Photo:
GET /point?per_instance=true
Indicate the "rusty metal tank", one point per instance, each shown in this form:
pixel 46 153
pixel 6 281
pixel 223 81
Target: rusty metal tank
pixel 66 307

*Assignment*.
Output every entry shown above, exactly.

*Output for this task*.
Photo:
GET /point?per_instance=true
Indicate the "rusty metal tank", one point per instance, each shown in this form:
pixel 46 153
pixel 6 281
pixel 223 81
Target: rusty metal tank
pixel 66 307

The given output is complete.